→ **Aim**: Output every entry below verbatim, line for line, with nothing changed or omitted.
Begin Data provided
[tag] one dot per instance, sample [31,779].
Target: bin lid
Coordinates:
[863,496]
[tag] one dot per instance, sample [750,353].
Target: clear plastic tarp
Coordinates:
End Data provided
→ **Answer to this exercise**:
[tag] one dot per instance, sample [31,779].
Target: bin lid
Coordinates:
[863,496]
[tag] one dot per instance, sample [750,353].
Target: clear plastic tarp
Coordinates:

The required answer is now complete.